Excerpt ▸
---------------
In the target model, employees are fundamentally considered assets, and the work and the work environment (i.e., the work activities) are designed to engage and invest in those assets.  The result is a new flow within an organization that works to reinforce positive outputs and outcomes.

Employee engagement is the key output to achieving this positive and reinforcing flow.  The key to employee engagement, however, is work with meaning and purpose.

“The key to employee engagement is work with meaning and purpose.”

-Peter C. Atherton    

An organization can contribute to this with an attractive mission, vision, and values statement… but it also needs to deliver.  If the realities of the office don’t resemble the promises, or, if for one reason or another, these are not lived by or lived by consistently, there won’t be a desirable work environment and there won’t be successful employee engagement.  In terms of engagement that works; “If you’re going to talk the talk, you’ve got to walk the walk.”

For most organizations to achieve the type of engagement that can create the positive and reinforcing flow, they will need to have several elements in place:

1

First, they will need a strong and attractive mission, vision, and values statement;

2

second, they will need to live by it, even if that means redesigning the workplace;

3

and third, they will need to go deeper to better understand their employees.

 

This brings us to the other perspective:

Engagement for Employees: For employees, engagement at work is both a state of mind and being that is influenced by the realities we face in work and life.

This is where organizations need to advance the most in terms of engagement.  Top organizations better understand, look to improve, and then leverage the realities of their employees toward work with greater meaning and purpose for them.

One of the realities is that, as we progress in life, our interests and passions change and evolve – especially as we enter new work and life seasons… and what we find meaningful and purposeful also changes and evolves.
---------------
Data ▸
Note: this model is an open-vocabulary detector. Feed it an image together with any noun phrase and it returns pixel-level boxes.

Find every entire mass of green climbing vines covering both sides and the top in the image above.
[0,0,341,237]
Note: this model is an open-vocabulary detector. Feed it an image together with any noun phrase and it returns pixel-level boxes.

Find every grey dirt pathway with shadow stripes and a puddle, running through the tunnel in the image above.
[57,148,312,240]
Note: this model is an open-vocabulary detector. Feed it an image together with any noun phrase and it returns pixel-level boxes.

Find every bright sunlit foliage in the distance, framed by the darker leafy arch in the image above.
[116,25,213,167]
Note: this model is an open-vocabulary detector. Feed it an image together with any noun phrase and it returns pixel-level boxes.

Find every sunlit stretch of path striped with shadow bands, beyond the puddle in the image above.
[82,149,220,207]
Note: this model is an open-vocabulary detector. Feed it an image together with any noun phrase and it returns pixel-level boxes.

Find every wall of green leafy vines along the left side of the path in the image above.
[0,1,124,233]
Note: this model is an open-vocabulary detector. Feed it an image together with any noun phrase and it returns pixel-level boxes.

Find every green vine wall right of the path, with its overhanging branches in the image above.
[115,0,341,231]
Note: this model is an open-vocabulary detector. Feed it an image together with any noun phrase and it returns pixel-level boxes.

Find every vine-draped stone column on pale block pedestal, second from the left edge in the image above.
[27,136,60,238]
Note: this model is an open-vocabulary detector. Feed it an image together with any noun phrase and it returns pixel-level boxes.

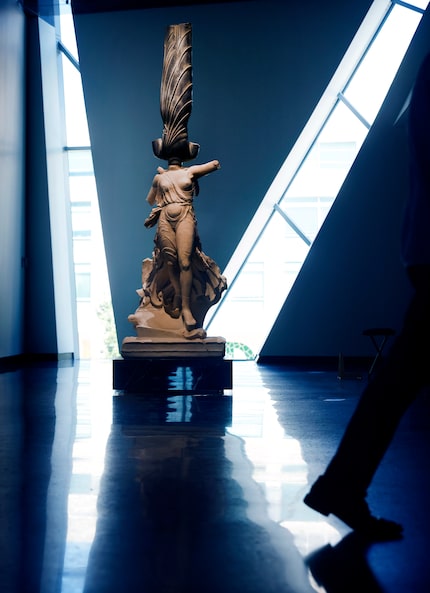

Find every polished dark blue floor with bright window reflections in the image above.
[0,361,430,593]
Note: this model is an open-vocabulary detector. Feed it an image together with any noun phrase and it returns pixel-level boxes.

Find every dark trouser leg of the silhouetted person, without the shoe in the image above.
[324,266,430,497]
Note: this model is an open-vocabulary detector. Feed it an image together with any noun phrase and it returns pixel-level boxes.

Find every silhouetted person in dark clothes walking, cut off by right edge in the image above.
[304,54,430,540]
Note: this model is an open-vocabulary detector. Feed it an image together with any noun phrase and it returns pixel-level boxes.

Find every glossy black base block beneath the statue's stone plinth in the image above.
[113,357,233,395]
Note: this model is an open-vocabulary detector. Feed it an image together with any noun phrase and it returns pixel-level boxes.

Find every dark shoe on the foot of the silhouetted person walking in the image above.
[303,476,403,541]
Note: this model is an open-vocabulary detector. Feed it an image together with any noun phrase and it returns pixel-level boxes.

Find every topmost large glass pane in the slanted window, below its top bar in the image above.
[344,5,422,124]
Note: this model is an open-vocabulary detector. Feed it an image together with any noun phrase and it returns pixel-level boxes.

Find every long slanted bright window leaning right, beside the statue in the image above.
[207,0,428,359]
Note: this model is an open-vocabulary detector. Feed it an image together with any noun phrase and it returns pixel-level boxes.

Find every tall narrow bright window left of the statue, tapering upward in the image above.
[59,6,118,359]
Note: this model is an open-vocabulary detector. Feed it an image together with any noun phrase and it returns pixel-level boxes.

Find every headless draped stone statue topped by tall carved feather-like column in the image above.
[123,23,227,356]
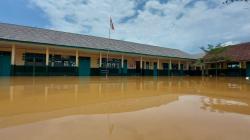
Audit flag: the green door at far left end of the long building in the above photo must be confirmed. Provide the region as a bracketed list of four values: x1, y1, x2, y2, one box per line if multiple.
[0, 55, 11, 76]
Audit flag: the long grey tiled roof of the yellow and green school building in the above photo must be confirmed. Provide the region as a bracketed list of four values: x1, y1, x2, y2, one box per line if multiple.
[0, 23, 195, 59]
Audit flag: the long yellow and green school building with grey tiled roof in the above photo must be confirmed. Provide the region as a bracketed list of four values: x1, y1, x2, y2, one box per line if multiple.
[0, 23, 201, 76]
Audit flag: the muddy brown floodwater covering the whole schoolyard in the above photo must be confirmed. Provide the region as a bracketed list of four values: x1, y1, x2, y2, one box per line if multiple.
[0, 77, 250, 140]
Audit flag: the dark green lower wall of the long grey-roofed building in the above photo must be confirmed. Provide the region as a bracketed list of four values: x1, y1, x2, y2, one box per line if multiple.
[8, 66, 201, 76]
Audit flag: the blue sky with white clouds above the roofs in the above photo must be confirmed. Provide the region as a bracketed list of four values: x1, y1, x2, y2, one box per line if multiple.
[0, 0, 250, 53]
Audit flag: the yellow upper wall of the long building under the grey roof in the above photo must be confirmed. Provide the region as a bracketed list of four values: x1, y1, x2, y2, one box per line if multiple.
[0, 45, 192, 70]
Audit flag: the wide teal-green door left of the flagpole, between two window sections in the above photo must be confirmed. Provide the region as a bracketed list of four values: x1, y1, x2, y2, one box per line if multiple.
[79, 57, 90, 76]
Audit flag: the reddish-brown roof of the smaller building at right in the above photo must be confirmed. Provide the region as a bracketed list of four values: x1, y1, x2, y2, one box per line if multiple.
[204, 42, 250, 61]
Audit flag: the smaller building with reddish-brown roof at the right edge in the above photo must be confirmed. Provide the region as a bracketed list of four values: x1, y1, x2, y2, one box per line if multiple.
[203, 43, 250, 77]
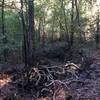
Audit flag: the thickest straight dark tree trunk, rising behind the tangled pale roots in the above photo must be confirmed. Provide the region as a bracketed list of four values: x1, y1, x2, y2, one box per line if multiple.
[28, 0, 35, 67]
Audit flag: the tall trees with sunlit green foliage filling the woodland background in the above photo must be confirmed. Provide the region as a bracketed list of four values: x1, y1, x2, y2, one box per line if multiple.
[0, 0, 100, 66]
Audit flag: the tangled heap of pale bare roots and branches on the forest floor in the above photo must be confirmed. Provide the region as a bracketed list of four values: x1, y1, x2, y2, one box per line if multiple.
[0, 56, 94, 100]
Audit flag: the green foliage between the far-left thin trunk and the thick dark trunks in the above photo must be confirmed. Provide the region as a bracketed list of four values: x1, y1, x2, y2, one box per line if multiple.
[0, 10, 23, 53]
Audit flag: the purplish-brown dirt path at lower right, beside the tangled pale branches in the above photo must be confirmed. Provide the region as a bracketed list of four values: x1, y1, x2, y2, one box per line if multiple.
[71, 51, 100, 100]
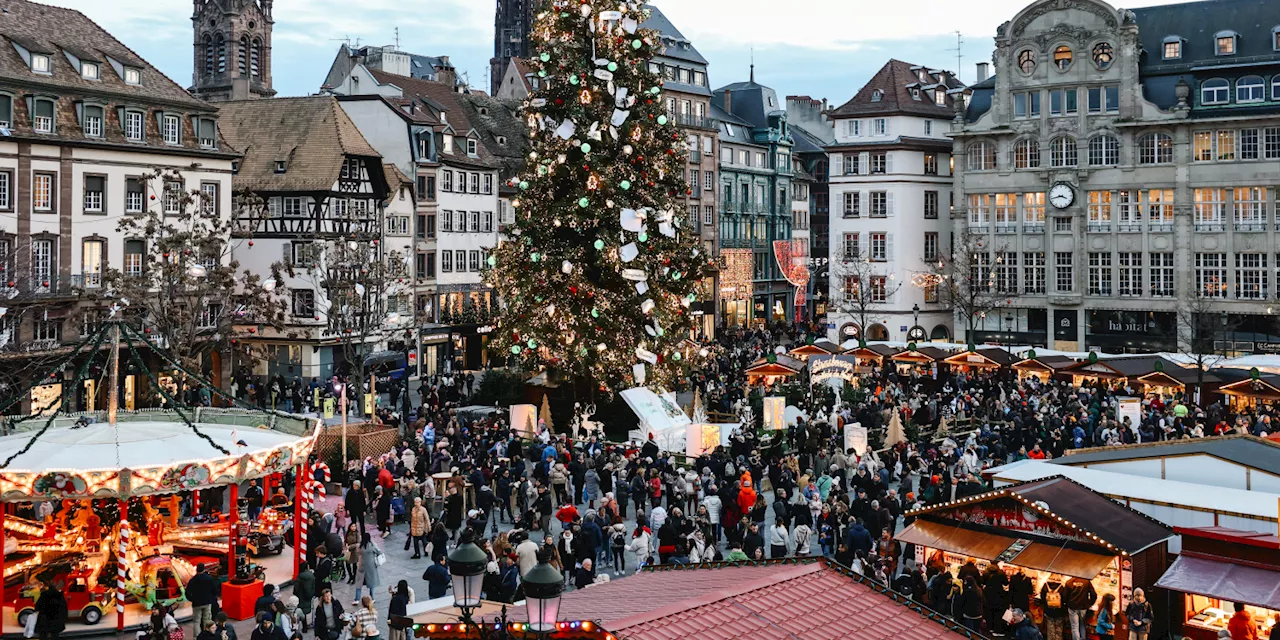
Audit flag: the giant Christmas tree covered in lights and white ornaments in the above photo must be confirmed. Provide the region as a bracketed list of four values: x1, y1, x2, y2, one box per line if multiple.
[489, 0, 713, 393]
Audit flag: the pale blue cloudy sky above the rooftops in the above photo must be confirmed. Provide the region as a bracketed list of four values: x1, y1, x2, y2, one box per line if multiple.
[45, 0, 1187, 104]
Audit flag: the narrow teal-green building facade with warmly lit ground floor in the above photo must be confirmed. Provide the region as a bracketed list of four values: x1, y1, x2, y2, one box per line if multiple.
[712, 72, 795, 326]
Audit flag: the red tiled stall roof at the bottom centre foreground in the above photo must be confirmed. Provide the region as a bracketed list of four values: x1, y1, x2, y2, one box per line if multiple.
[486, 558, 965, 640]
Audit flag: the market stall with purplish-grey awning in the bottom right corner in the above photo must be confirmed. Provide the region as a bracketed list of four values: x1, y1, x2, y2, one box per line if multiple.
[1156, 527, 1280, 640]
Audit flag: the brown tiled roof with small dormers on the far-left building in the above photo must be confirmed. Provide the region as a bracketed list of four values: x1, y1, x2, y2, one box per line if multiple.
[0, 0, 207, 113]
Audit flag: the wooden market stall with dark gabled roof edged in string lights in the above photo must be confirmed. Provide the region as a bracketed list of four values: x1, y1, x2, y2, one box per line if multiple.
[896, 476, 1172, 637]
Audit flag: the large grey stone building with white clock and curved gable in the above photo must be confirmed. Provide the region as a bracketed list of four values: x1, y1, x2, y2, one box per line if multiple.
[952, 0, 1280, 353]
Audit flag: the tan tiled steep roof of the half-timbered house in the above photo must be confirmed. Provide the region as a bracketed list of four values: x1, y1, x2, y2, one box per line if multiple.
[219, 96, 381, 192]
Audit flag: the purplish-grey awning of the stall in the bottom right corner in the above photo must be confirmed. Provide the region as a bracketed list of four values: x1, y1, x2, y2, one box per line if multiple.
[1156, 553, 1280, 611]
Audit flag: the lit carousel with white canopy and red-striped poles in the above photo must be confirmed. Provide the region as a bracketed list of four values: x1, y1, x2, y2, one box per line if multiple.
[0, 323, 323, 634]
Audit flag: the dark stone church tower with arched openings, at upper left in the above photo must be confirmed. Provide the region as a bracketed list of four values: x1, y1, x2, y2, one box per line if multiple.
[189, 0, 275, 102]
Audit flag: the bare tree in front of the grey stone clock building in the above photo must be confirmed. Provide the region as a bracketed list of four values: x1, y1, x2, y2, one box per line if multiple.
[915, 229, 1018, 344]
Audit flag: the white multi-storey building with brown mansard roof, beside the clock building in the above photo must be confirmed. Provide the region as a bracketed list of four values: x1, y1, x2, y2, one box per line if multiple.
[826, 60, 964, 343]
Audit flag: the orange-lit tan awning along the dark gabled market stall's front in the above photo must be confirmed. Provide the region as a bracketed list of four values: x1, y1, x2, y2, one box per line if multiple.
[897, 520, 1114, 580]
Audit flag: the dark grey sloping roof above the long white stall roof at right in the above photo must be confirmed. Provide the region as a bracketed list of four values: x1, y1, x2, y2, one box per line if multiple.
[1056, 435, 1280, 475]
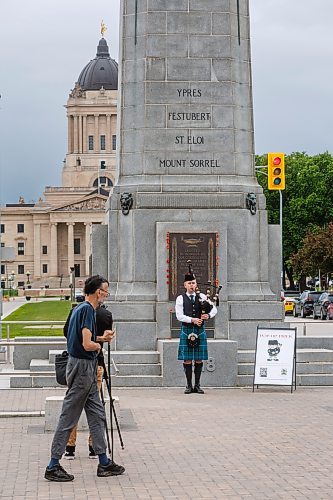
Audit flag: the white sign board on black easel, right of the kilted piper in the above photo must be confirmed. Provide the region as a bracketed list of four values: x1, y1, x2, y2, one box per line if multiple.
[253, 327, 296, 391]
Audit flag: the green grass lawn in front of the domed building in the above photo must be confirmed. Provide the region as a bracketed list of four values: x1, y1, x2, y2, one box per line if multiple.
[2, 300, 72, 339]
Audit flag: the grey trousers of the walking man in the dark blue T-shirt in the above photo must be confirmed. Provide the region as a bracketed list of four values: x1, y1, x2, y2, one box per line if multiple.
[51, 356, 106, 460]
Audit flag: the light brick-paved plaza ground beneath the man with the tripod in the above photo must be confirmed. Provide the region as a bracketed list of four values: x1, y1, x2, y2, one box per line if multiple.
[0, 387, 333, 500]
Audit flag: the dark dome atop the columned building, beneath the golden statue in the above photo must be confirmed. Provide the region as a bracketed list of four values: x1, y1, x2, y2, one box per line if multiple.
[77, 38, 118, 90]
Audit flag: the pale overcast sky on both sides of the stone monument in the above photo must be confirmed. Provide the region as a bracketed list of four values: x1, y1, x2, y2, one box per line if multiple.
[0, 0, 333, 204]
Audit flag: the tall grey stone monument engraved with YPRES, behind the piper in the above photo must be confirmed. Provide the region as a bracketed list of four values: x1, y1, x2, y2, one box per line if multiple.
[92, 0, 283, 387]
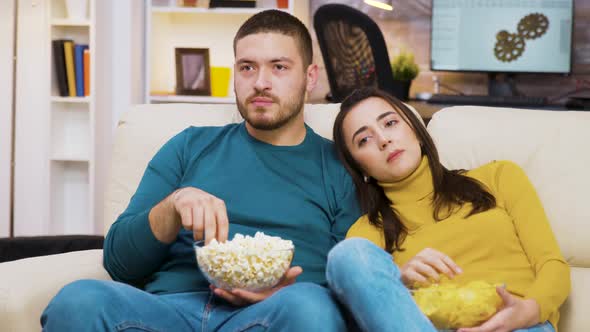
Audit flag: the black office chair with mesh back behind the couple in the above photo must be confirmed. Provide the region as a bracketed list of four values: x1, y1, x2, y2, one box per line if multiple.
[313, 4, 400, 102]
---------------
Work task ▸ Continue the excerpt on employee engagement from where it stops.

Output of the exercise ▸
Individually, our ability to see and understand these changes is determinant to both our engagement at the office and our contentedness in life.

Organizationally, our “employee-awareness” will determine our ability to adapt to both accommodate the changes in interests and passions to encourage engagement as well as the organization’s ability to leverage and grow through these changes.

For example, during the early portions of our adult life, excelling to master our craft, make a name, and provide for ourselves and our families is both an interest and a passion for most high-achieving professionals and business owners.  Excelling in this context is also something we likely found purpose in.  But… life, families, circumstances, and perspectives change.

As top performers enter new seasons, all parties must adapt if we want to stay and grow together.  Very few top performers will want to do at 50 what they were willing to do at 30.  At the same time, experienced top performers can leverage more value in the same or less time than other less experienced talent – which is why it is so important for organizations to work to engage and retain this talent.  This doesn’t exactly mean experienced talent wants to work less, although they may need a break… but it does mean that organizations need to keep up.

The reality is that all top performers want to continually grow – both personally and professionally.  At work, this can mean expanded or new roles, as well as, expanded relationships and new experiences.  If we don’t adapt, feelings of discontent take hold which ultimately lead to disengagement, feeling trapped, or a desire to pivot away to something new.

Top organizations anticipate employee changes and offer adaptive win-win models that will encourage engagement as well as boost loyalty, goodwill, and performance.

“Organizations that are willing and able to support, encourage, and enable employees to win at both work and life open up channels for engagement.”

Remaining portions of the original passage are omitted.